- Data for review
'''

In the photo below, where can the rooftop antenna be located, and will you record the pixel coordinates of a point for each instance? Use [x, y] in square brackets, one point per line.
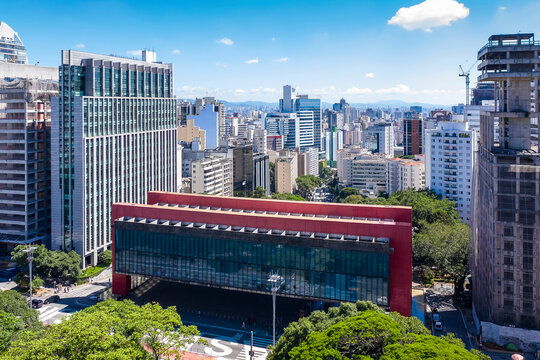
[467, 80]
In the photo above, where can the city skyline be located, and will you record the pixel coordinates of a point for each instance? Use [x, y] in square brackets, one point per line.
[244, 51]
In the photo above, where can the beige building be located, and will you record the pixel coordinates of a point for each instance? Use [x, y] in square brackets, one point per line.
[406, 174]
[286, 171]
[213, 176]
[189, 132]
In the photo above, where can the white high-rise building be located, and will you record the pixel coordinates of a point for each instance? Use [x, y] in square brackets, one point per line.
[113, 139]
[379, 138]
[449, 163]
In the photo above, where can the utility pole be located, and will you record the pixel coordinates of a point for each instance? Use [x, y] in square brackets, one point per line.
[275, 281]
[30, 254]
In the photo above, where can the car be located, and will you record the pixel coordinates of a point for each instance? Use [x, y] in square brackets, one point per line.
[52, 299]
[37, 303]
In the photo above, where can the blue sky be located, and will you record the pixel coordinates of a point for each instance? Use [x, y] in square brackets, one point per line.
[363, 50]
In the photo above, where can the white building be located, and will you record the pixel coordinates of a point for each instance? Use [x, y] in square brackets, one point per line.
[286, 168]
[312, 161]
[259, 141]
[406, 174]
[368, 174]
[212, 175]
[449, 163]
[379, 138]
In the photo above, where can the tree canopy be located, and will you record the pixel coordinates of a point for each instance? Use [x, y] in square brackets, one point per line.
[364, 332]
[109, 330]
[52, 264]
[306, 184]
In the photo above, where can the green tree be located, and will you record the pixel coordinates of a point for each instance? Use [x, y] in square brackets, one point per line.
[15, 304]
[9, 326]
[346, 192]
[445, 247]
[109, 330]
[306, 184]
[287, 196]
[50, 264]
[105, 258]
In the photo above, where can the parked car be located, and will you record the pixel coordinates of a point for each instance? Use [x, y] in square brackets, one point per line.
[37, 303]
[52, 299]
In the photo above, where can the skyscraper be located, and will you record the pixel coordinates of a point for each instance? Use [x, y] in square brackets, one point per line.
[412, 133]
[12, 49]
[113, 139]
[25, 169]
[450, 151]
[506, 243]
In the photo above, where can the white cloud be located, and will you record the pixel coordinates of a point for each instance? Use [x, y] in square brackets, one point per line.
[225, 41]
[357, 91]
[429, 14]
[253, 61]
[134, 52]
[398, 89]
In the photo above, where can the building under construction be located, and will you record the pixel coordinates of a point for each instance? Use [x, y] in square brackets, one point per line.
[506, 251]
[25, 171]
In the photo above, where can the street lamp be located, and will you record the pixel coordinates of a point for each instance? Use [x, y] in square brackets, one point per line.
[275, 282]
[30, 254]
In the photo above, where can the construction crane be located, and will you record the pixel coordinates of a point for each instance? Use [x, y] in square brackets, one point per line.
[467, 80]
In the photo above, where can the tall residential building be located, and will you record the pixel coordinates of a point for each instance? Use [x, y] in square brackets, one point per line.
[25, 168]
[304, 104]
[113, 139]
[406, 174]
[12, 49]
[261, 172]
[412, 133]
[243, 169]
[379, 138]
[208, 120]
[189, 132]
[286, 168]
[450, 151]
[212, 175]
[368, 173]
[259, 141]
[506, 229]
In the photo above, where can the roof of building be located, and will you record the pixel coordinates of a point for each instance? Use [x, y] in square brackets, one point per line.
[7, 33]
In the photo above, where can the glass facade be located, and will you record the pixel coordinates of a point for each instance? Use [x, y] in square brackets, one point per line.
[245, 264]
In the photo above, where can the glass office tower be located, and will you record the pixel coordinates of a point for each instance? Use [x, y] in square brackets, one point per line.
[113, 139]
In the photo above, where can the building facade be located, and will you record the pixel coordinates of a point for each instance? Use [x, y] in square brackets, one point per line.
[506, 230]
[333, 253]
[12, 50]
[113, 139]
[25, 168]
[450, 154]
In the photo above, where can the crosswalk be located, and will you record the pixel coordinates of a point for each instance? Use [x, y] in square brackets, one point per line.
[50, 314]
[259, 342]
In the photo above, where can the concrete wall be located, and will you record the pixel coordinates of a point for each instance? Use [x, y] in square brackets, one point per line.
[502, 335]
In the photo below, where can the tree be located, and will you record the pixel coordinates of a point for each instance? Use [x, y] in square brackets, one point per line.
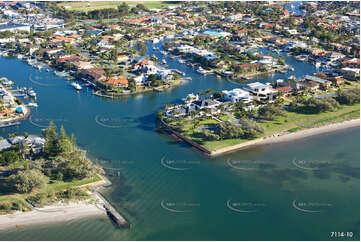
[218, 95]
[142, 48]
[270, 112]
[50, 136]
[348, 97]
[9, 157]
[26, 181]
[64, 144]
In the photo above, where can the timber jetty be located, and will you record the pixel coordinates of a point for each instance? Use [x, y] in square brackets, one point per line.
[112, 213]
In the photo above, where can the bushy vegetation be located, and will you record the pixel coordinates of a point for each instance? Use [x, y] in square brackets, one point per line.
[26, 181]
[246, 129]
[9, 206]
[313, 106]
[270, 112]
[348, 97]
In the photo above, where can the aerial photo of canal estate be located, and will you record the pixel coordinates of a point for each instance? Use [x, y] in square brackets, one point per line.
[180, 120]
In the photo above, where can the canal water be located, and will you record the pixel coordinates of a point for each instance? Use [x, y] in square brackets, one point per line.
[301, 190]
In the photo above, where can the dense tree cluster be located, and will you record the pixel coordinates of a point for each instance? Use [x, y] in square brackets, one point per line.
[26, 181]
[246, 129]
[61, 160]
[270, 112]
[348, 97]
[314, 105]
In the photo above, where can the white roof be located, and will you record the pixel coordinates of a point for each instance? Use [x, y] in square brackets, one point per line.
[257, 85]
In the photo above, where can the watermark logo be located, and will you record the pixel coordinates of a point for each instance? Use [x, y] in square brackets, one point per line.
[244, 165]
[113, 122]
[179, 207]
[178, 165]
[44, 122]
[245, 207]
[311, 207]
[310, 165]
[36, 81]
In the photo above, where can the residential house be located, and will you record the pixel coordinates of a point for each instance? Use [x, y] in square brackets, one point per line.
[93, 74]
[322, 83]
[237, 95]
[260, 91]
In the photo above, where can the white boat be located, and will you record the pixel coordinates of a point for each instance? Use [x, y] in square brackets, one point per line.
[292, 78]
[76, 86]
[35, 105]
[31, 93]
[62, 74]
[201, 70]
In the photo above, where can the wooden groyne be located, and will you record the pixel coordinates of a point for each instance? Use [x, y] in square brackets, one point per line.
[187, 140]
[112, 213]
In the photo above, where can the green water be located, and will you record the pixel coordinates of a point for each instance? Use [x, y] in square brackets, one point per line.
[190, 201]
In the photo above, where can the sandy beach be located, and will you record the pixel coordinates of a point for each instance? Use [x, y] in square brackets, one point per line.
[60, 212]
[290, 136]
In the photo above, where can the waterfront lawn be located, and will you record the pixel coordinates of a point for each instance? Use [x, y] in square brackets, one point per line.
[89, 6]
[290, 123]
[10, 201]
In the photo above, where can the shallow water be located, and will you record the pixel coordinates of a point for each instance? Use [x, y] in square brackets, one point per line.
[246, 195]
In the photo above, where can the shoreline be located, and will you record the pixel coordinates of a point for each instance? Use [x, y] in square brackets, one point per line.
[328, 128]
[56, 213]
[96, 206]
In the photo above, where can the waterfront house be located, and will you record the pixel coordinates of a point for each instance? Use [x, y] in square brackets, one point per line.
[322, 83]
[81, 65]
[351, 73]
[93, 74]
[207, 103]
[119, 81]
[4, 144]
[140, 80]
[284, 90]
[260, 91]
[237, 95]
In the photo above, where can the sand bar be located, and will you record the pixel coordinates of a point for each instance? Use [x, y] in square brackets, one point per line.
[290, 136]
[60, 212]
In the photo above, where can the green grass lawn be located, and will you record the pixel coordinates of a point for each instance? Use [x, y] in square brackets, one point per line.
[89, 6]
[291, 122]
[56, 186]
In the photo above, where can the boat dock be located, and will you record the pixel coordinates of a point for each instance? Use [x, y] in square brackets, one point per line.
[112, 213]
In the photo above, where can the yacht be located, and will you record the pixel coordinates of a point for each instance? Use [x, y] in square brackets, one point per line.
[201, 70]
[31, 93]
[32, 104]
[76, 86]
[62, 74]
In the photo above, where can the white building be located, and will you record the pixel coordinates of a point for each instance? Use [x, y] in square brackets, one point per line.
[260, 91]
[237, 95]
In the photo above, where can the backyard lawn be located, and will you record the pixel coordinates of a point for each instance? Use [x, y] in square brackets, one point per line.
[89, 6]
[291, 122]
[8, 196]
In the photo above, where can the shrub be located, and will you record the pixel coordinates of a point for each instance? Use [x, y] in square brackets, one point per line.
[348, 97]
[26, 181]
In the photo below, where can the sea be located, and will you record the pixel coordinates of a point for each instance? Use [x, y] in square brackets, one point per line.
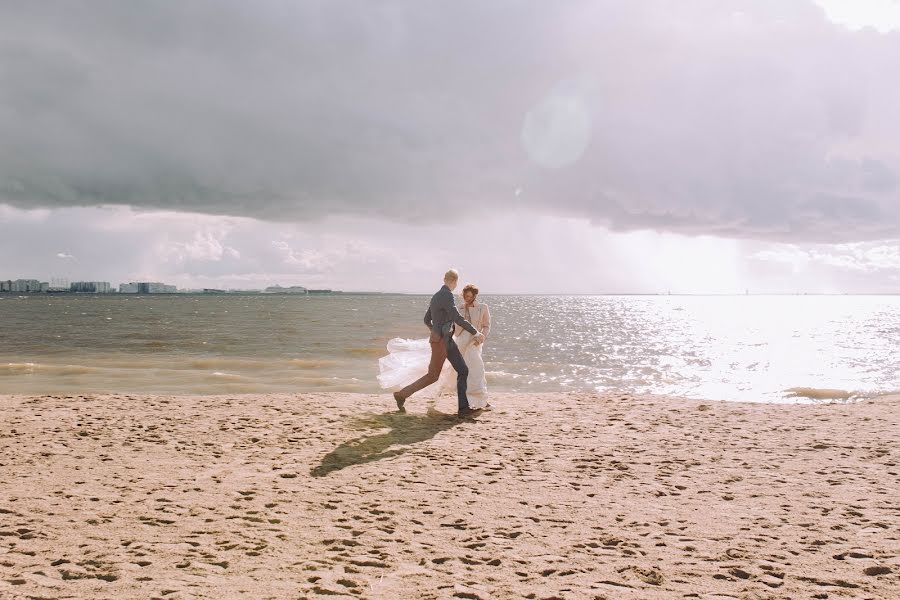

'''

- What needs to be done
The response should be the lines from the one containing "In the photo above, where can the shrub" through the final line of the records, reproduced exactly and with every picture left out.

- Final answer
In the photo above, where can the shrub be located, and will you record the pixel coordinates of a point for each instance? Use [x, y] in square brackets, one point per line.
[348, 97]
[26, 181]
In the photo below, where can the sea be located, and will you record the pixel coordinates of a point for each instance? Use [x, y] in square brackets, one point per line.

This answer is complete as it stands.